**GOAL:** Copy out the listing below word for word, leaving out the pictures.
[start]
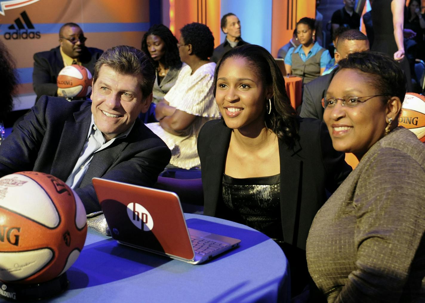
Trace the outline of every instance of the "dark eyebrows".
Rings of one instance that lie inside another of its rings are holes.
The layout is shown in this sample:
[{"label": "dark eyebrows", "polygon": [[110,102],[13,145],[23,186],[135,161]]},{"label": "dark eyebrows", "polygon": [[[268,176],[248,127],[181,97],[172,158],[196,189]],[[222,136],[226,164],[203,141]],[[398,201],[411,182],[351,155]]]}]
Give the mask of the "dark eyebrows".
[{"label": "dark eyebrows", "polygon": [[[218,81],[219,80],[221,80],[224,81],[226,81],[227,80],[227,78],[226,78],[225,77],[222,77],[221,78],[218,78],[217,80]],[[252,80],[252,79],[250,79],[249,78],[240,78],[237,79],[236,80],[239,82],[241,81],[251,81],[251,82],[254,82],[253,80]]]}]

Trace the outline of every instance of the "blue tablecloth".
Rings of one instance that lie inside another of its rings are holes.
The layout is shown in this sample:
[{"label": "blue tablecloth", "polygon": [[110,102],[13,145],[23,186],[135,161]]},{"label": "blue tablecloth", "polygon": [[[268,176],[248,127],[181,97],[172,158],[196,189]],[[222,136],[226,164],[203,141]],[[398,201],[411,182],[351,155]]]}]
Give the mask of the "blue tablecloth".
[{"label": "blue tablecloth", "polygon": [[79,257],[67,272],[69,289],[43,301],[290,301],[287,261],[273,240],[230,221],[185,216],[188,227],[239,238],[240,247],[193,265],[119,244],[89,230]]}]

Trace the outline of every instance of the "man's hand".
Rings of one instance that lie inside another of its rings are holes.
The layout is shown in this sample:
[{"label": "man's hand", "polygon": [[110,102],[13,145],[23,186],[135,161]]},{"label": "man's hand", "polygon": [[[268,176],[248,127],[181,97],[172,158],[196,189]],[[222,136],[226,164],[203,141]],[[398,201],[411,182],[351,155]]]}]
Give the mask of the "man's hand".
[{"label": "man's hand", "polygon": [[394,53],[394,60],[401,61],[404,58],[404,49],[399,50]]},{"label": "man's hand", "polygon": [[167,116],[171,116],[176,111],[176,108],[170,106],[165,99],[163,99],[156,104],[155,108],[155,118],[158,121]]}]

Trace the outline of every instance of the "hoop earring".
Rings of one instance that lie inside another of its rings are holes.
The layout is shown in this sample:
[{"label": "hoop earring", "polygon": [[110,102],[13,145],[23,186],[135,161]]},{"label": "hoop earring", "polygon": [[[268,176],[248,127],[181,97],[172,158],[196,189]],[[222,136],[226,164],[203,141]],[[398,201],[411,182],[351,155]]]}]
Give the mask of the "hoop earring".
[{"label": "hoop earring", "polygon": [[384,136],[386,136],[387,135],[389,134],[390,132],[391,131],[391,130],[390,129],[390,127],[391,127],[391,123],[392,123],[392,122],[393,122],[393,118],[388,118],[388,125],[387,125],[387,127],[385,128],[385,135],[384,135]]},{"label": "hoop earring", "polygon": [[[267,110],[267,113],[268,115],[270,115],[270,113],[272,112],[272,100],[270,99],[269,99],[269,106],[267,107],[267,103],[266,103],[266,110]],[[267,108],[268,107],[269,108]]]}]

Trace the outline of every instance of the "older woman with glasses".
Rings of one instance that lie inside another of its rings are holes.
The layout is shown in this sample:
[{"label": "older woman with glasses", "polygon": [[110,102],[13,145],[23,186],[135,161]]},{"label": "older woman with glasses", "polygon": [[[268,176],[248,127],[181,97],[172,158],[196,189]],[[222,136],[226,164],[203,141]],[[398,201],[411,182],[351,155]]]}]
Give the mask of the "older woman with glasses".
[{"label": "older woman with glasses", "polygon": [[338,64],[323,120],[360,162],[314,218],[309,272],[328,302],[424,302],[425,146],[397,127],[405,77],[380,53]]}]

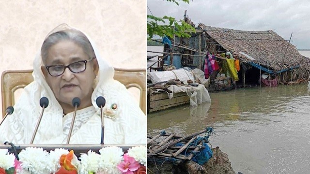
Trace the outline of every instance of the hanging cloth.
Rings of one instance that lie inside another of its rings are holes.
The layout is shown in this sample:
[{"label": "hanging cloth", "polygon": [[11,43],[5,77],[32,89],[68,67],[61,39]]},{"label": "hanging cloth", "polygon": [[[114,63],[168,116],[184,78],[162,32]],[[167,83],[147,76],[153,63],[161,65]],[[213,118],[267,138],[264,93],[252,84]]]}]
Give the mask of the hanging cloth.
[{"label": "hanging cloth", "polygon": [[217,71],[219,69],[219,67],[218,66],[218,64],[217,63],[217,62],[216,61],[216,58],[215,57],[215,55],[212,55],[212,60],[213,60],[213,70],[214,71]]},{"label": "hanging cloth", "polygon": [[226,58],[226,62],[227,63],[227,68],[229,71],[231,76],[232,78],[233,81],[237,81],[239,80],[238,77],[238,72],[236,70],[236,67],[234,66],[234,60],[230,58]]},{"label": "hanging cloth", "polygon": [[204,66],[203,66],[203,72],[204,72],[204,78],[209,78],[209,71],[208,70],[208,56],[204,58]]},{"label": "hanging cloth", "polygon": [[237,71],[240,71],[240,66],[239,63],[239,60],[235,60],[234,66],[236,67],[236,70],[237,70]]}]

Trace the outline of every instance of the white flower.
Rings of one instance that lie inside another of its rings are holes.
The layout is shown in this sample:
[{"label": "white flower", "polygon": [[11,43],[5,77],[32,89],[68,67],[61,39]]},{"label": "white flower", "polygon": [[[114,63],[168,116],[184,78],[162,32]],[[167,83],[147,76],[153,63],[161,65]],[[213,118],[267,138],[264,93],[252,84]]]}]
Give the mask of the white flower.
[{"label": "white flower", "polygon": [[8,154],[9,150],[6,149],[0,149],[0,168],[9,169],[14,167],[15,156],[13,154]]},{"label": "white flower", "polygon": [[56,148],[54,150],[51,150],[49,152],[49,160],[53,165],[52,173],[54,173],[61,167],[60,160],[62,155],[67,155],[69,153],[69,151],[66,149],[61,148]]},{"label": "white flower", "polygon": [[116,146],[104,147],[99,150],[100,153],[99,161],[99,171],[102,174],[121,174],[117,168],[123,159],[124,152],[123,149]]},{"label": "white flower", "polygon": [[18,154],[22,162],[22,173],[29,171],[32,174],[50,174],[53,168],[48,153],[42,148],[29,147]]},{"label": "white flower", "polygon": [[81,165],[79,167],[79,174],[88,174],[90,172],[97,173],[99,169],[100,155],[95,152],[89,150],[86,154],[82,154],[79,157]]},{"label": "white flower", "polygon": [[133,147],[128,150],[128,155],[133,158],[136,161],[146,167],[147,149],[143,145]]}]

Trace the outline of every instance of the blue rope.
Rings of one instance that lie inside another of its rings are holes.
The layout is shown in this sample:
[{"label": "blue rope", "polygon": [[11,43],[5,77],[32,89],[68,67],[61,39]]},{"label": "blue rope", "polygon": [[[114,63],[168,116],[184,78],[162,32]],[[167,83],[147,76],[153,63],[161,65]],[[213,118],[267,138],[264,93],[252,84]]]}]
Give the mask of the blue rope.
[{"label": "blue rope", "polygon": [[166,131],[163,130],[160,132],[160,133],[162,135],[164,135],[164,134],[166,134]]}]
[end]
**FINAL RESULT:**
Trace the outline of every instance of the "dark eyebrows".
Rings of one instance that lie inside another of its rings are holes.
The layout is shown in this sample:
[{"label": "dark eyebrows", "polygon": [[110,102],[13,145],[23,186],[135,161]]},{"label": "dark eyebrows", "polygon": [[[268,176],[248,127],[181,97],[172,158],[196,189]],[[222,136],[226,164],[203,141]],[[398,201],[411,182],[351,155]]]}]
Give the mask of the "dark eyebrows".
[{"label": "dark eyebrows", "polygon": [[[218,81],[219,80],[221,80],[224,81],[226,81],[227,80],[227,78],[226,78],[225,77],[222,77],[221,78],[218,78],[217,80]],[[252,80],[252,79],[250,79],[249,78],[240,78],[237,79],[236,80],[239,82],[241,81],[251,81],[251,82],[254,82],[253,80]]]}]

Trace the outline of every instance of the "blue tablecloth".
Rings of one instance that lie inside another of its rings are holes.
The layout is shown in this sample:
[{"label": "blue tablecloth", "polygon": [[110,102],[13,145],[23,186],[135,161]]},{"label": "blue tablecloth", "polygon": [[[268,176],[248,127],[181,97],[172,158],[196,189]],[[222,136],[226,164],[203,141]],[[398,201],[411,182],[351,155]]]}]
Give the mask of the "blue tablecloth".
[{"label": "blue tablecloth", "polygon": [[79,257],[67,272],[69,289],[43,301],[290,301],[287,261],[273,240],[230,221],[185,216],[188,227],[239,238],[240,247],[193,265],[119,244],[89,230]]}]

Trace the outline of every instance of the "man's hand".
Rings of one instance that lie inside another of its rings are holes.
The layout is shown in this sample:
[{"label": "man's hand", "polygon": [[110,102],[13,145],[23,186],[135,161]]},{"label": "man's hand", "polygon": [[[268,176],[248,127],[181,97],[172,158],[196,189]],[[222,136],[226,164],[203,141]],[[398,201],[411,182],[351,155]]]}]
Give the mask of the "man's hand".
[{"label": "man's hand", "polygon": [[394,53],[394,60],[401,61],[404,58],[404,49],[399,50]]},{"label": "man's hand", "polygon": [[167,116],[171,116],[176,111],[176,108],[170,106],[165,99],[163,99],[156,104],[155,108],[155,118],[158,121]]}]

Trace the outline of every instance of the "hoop earring".
Rings of one instance that lie inside another of its rings are holes.
The layout is shown in this sample:
[{"label": "hoop earring", "polygon": [[110,102],[13,145],[23,186],[135,161]]},{"label": "hoop earring", "polygon": [[[268,176],[248,127],[181,97],[172,158],[196,189]],[[222,136],[226,164],[203,141]],[[398,201],[411,182],[351,155]]]}]
Give the mask of the "hoop earring".
[{"label": "hoop earring", "polygon": [[384,136],[386,136],[387,135],[389,134],[390,132],[391,131],[391,130],[390,129],[390,127],[391,127],[391,123],[392,123],[392,122],[393,122],[393,118],[388,118],[388,125],[387,125],[387,127],[385,128],[385,135],[384,135]]},{"label": "hoop earring", "polygon": [[[267,110],[267,113],[268,115],[270,115],[270,113],[272,112],[272,100],[270,99],[269,99],[269,106],[267,107],[267,103],[266,103],[266,110]],[[267,108],[268,107],[269,108]]]}]

Trace the outline of every instance of the "older woman with glasses".
Rings of one instance that lie inside another of its rings are holes.
The layout is shown in this sample:
[{"label": "older woman with glasses", "polygon": [[110,102],[13,145],[23,186],[135,161]]},{"label": "older woman with glasses", "polygon": [[[268,176],[248,127],[181,97],[172,158],[196,189]],[[222,136],[226,164],[203,141]],[[398,201],[411,182],[351,155]]]}]
Give the mask of the "older woman with glasses".
[{"label": "older woman with glasses", "polygon": [[338,64],[323,120],[360,162],[314,218],[309,272],[328,302],[424,302],[425,146],[397,127],[405,77],[380,53]]}]

Trace the outline of every instance of the hanging cloth.
Rings of one instance that lie inside another of its rings are holes.
The layout is shown in this sample:
[{"label": "hanging cloth", "polygon": [[11,43],[5,77],[32,89],[68,67],[61,39]]},{"label": "hanging cloth", "polygon": [[[114,63],[168,116],[184,78],[162,32]],[[167,83],[147,76],[153,63],[161,65]],[[213,118],[267,138],[264,93],[252,84]]]}]
Give the mask of the hanging cloth.
[{"label": "hanging cloth", "polygon": [[217,71],[219,69],[219,67],[218,66],[218,64],[217,63],[217,62],[216,61],[216,58],[215,57],[215,55],[212,55],[212,60],[213,60],[213,70],[214,71]]},{"label": "hanging cloth", "polygon": [[226,58],[226,62],[227,63],[227,68],[229,71],[231,76],[232,78],[233,81],[237,81],[239,80],[238,77],[238,72],[236,70],[236,67],[234,66],[234,60],[230,58]]},{"label": "hanging cloth", "polygon": [[204,66],[203,66],[203,72],[204,72],[204,78],[209,78],[209,71],[208,70],[208,56],[204,58]]},{"label": "hanging cloth", "polygon": [[237,71],[240,71],[240,66],[239,63],[239,60],[235,60],[234,66],[236,67],[236,70],[237,70]]}]

Trace the outline of every instance of the white flower.
Rings of one instance that lie inside another of its rings are holes.
The layout is shown in this sample:
[{"label": "white flower", "polygon": [[11,43],[5,77],[32,89],[68,67],[61,39]]},{"label": "white flower", "polygon": [[[114,63],[168,116],[184,78],[162,32]],[[167,83],[147,76],[153,63],[161,65]],[[213,118],[267,138],[264,93],[252,84]]]}]
Give the mask of the white flower.
[{"label": "white flower", "polygon": [[8,154],[9,150],[6,149],[0,149],[0,168],[9,169],[14,167],[15,156],[13,154]]},{"label": "white flower", "polygon": [[56,148],[54,150],[51,150],[49,152],[49,160],[53,165],[52,173],[54,173],[61,167],[60,160],[62,155],[67,155],[69,153],[69,151],[66,149],[61,148]]},{"label": "white flower", "polygon": [[116,146],[104,147],[99,150],[100,153],[99,161],[99,171],[102,174],[121,174],[117,168],[123,159],[124,152],[123,149]]},{"label": "white flower", "polygon": [[18,154],[22,162],[22,173],[29,171],[32,174],[50,174],[53,168],[48,153],[42,148],[29,147]]},{"label": "white flower", "polygon": [[81,165],[79,167],[79,174],[88,174],[90,172],[97,173],[99,169],[100,155],[95,152],[89,150],[86,154],[82,154],[79,157]]},{"label": "white flower", "polygon": [[133,147],[128,150],[128,155],[133,158],[136,161],[146,167],[147,149],[143,145]]}]

Trace the outline of every instance of the blue rope.
Rings of one instance that lie inside another of its rings are holes.
The layout is shown in this sample:
[{"label": "blue rope", "polygon": [[11,43],[5,77],[32,89],[68,67],[61,39]]},{"label": "blue rope", "polygon": [[[114,63],[168,116],[184,78],[162,32]],[[167,83],[147,76],[153,63],[161,65]],[[213,118],[267,138],[264,93],[252,84]]]}]
Give the mask of the blue rope.
[{"label": "blue rope", "polygon": [[166,131],[163,130],[160,132],[160,133],[162,135],[164,135],[164,134],[166,134]]}]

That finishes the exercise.